(Named-object pointing records)
################
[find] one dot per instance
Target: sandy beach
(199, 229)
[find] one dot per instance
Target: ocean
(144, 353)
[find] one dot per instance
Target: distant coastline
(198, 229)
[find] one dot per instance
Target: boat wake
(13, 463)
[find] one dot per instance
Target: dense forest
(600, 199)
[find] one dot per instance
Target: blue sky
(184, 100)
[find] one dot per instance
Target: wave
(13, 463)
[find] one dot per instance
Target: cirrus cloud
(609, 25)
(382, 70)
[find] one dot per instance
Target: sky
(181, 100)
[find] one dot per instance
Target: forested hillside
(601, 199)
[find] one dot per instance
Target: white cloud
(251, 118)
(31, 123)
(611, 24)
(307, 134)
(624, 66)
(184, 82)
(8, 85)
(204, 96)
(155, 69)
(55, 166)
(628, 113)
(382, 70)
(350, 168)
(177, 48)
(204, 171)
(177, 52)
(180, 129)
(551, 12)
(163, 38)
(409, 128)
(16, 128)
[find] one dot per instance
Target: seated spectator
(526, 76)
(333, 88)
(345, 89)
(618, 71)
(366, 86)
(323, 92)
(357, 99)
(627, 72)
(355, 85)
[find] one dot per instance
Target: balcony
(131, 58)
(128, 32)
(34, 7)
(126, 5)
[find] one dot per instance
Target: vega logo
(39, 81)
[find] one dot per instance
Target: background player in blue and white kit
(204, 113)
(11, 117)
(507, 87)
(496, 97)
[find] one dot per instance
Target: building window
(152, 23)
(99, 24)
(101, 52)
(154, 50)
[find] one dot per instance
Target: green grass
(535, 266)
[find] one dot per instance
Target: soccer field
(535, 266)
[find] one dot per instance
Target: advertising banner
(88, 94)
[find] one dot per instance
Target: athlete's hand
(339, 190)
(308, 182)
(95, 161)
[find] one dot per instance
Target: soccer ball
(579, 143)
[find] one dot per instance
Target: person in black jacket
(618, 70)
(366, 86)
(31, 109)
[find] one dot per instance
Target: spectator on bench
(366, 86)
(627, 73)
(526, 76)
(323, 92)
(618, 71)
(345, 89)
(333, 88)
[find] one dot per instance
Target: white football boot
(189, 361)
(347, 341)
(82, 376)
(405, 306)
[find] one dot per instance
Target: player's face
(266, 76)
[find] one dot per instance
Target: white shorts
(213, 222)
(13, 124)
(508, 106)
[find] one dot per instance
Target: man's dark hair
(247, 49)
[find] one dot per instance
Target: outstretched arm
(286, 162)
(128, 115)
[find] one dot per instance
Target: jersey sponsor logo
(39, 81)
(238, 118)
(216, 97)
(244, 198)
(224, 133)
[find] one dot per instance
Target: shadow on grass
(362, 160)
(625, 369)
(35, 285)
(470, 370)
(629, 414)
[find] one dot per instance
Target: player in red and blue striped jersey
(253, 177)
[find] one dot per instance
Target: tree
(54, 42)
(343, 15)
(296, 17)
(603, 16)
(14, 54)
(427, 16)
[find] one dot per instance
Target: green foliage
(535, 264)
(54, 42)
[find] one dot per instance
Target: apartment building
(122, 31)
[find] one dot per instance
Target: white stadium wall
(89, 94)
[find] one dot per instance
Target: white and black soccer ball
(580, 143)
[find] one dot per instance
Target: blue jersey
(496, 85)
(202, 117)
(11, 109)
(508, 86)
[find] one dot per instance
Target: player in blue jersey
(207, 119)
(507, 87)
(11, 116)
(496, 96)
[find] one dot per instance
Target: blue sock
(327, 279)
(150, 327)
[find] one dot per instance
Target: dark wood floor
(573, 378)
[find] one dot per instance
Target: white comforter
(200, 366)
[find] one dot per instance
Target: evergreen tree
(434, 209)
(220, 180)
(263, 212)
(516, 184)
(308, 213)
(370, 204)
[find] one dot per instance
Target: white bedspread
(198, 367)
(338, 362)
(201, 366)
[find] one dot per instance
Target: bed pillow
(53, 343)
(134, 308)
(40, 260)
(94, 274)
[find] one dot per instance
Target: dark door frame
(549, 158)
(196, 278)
################
Return all the data above once more, precisely as given.

[find] one dot per instance
Target: sandy beach
(199, 229)
[find] one dot per instance
Target: ocean
(144, 353)
[find] one dot per instance
Target: distant coastline
(198, 229)
[find] one dot per instance
Target: boat wake
(13, 463)
[find] one dot per instance
Target: dense forest
(600, 199)
[find] one dot per instance
Target: blue sky
(184, 100)
[find] one dot per instance
Target: wave
(13, 463)
[find] one dot per instance
Target: cirrus cloud
(609, 25)
(382, 70)
[find] one dot per instance
Target: sky
(181, 100)
[find] one dot per instance
Target: forested hillside
(601, 199)
[find] one dot per instance
Target: white cloud
(251, 118)
(31, 123)
(611, 24)
(307, 134)
(624, 66)
(184, 82)
(8, 85)
(204, 96)
(155, 69)
(55, 166)
(628, 113)
(382, 70)
(350, 168)
(177, 48)
(204, 171)
(177, 52)
(180, 129)
(551, 12)
(163, 38)
(409, 128)
(16, 128)
[find] one dot per instance
Target: seated spectator
(526, 76)
(333, 88)
(345, 89)
(618, 71)
(366, 86)
(323, 92)
(357, 99)
(627, 72)
(355, 85)
[find] one dot per instance
Target: balcony
(131, 58)
(128, 32)
(34, 7)
(126, 5)
[find] one dot per instance
Target: vega logo
(39, 81)
[find] one dot per instance
Target: background player in blue and white kit
(204, 113)
(11, 117)
(507, 87)
(496, 97)
[find] one dot per instance
Target: building window
(152, 23)
(99, 24)
(101, 52)
(154, 50)
[find] one dot per instance
Target: green grass
(535, 266)
[find] one dot per instance
Target: soccer field
(535, 266)
[find] one dot per instance
Target: advertising banner
(88, 94)
[find] one dot per instance
Target: athlete's hand
(339, 190)
(308, 182)
(95, 161)
[find] one dot per instance
Target: soccer ball
(579, 143)
[find] one dot per instance
Target: person in black jacket
(618, 70)
(366, 86)
(31, 109)
[find] one dot per instance
Target: spectator on bench
(366, 86)
(627, 73)
(526, 76)
(323, 92)
(618, 71)
(345, 89)
(333, 88)
[find] one dot per instance
Target: white football boot
(189, 361)
(347, 341)
(82, 376)
(405, 306)
[find] one dot per instance
Target: player's face
(266, 76)
[find] one dot per instance
Target: white shorts
(213, 222)
(13, 124)
(508, 106)
[find] one dot per instance
Target: man's dark hair
(247, 49)
[find] one dot per instance
Target: outstretched arm
(286, 162)
(128, 115)
[find] one dot per instance
Target: jersey sponsor logo
(39, 81)
(238, 118)
(216, 97)
(244, 198)
(224, 133)
[find] one dot per instance
Target: shadow on grass
(362, 160)
(625, 369)
(35, 285)
(470, 370)
(629, 414)
[find] one dot per instance
Target: player in red and blue striped jersey
(253, 177)
[find] one dot per instance
Target: tree
(54, 42)
(343, 15)
(296, 17)
(603, 16)
(14, 54)
(427, 16)
[find] one dot per instance
Target: green foliage
(535, 264)
(54, 42)
[find] one dot per instance
Target: apartment building
(122, 31)
[find] one dot per instance
Target: white stadium wall
(89, 94)
[find] one dot per instance
Target: white and black soccer ball
(580, 143)
[find] one dot per instance
Target: blue jersey
(496, 85)
(202, 117)
(11, 109)
(508, 86)
[find] one dot per instance
Target: player in blue jersey
(207, 119)
(507, 87)
(11, 116)
(496, 96)
[find] one dot per instance
Target: blue sock
(327, 279)
(150, 327)
[find] one dot per instance
Target: dark wood floor
(573, 378)
[find] one dot per instance
Target: white comforter
(200, 366)
[find] one dot per instance
Target: evergreen tree
(434, 209)
(220, 180)
(263, 212)
(516, 184)
(308, 213)
(370, 204)
[find] one dot per instance
Target: white bedspread
(198, 367)
(338, 362)
(201, 366)
[find] one dot per instance
Target: bed pillow
(53, 343)
(134, 308)
(40, 260)
(94, 274)
[find] one dot per instance
Target: dark door frame
(549, 158)
(196, 278)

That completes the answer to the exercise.